— WRITTEN INSTRUCTION —
Render the data below as a two-column CSV with the headers "text" and "answer", one row for every text and its answer. Put each in a single quoted field with line breaks turned into spaces, and leave out the pictures.
-- start --
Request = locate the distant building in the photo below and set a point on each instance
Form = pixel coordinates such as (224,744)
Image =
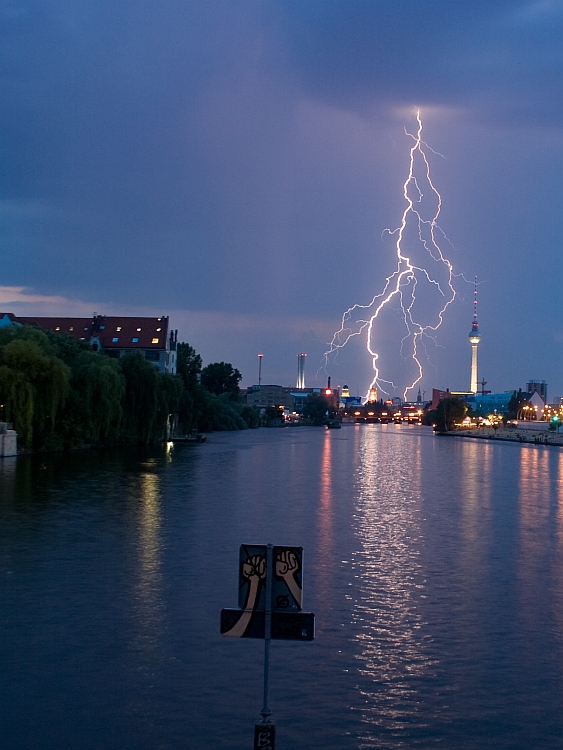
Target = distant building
(114,335)
(488,403)
(262,396)
(539,387)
-- end --
— WRITTEN SOLUTION —
text,answer
"Request = locate the distant building in the photo below and set a point on each instance Form = pixel coordinates such as (224,744) Image = Target = distant building","(114,335) (488,403) (262,396) (539,387)"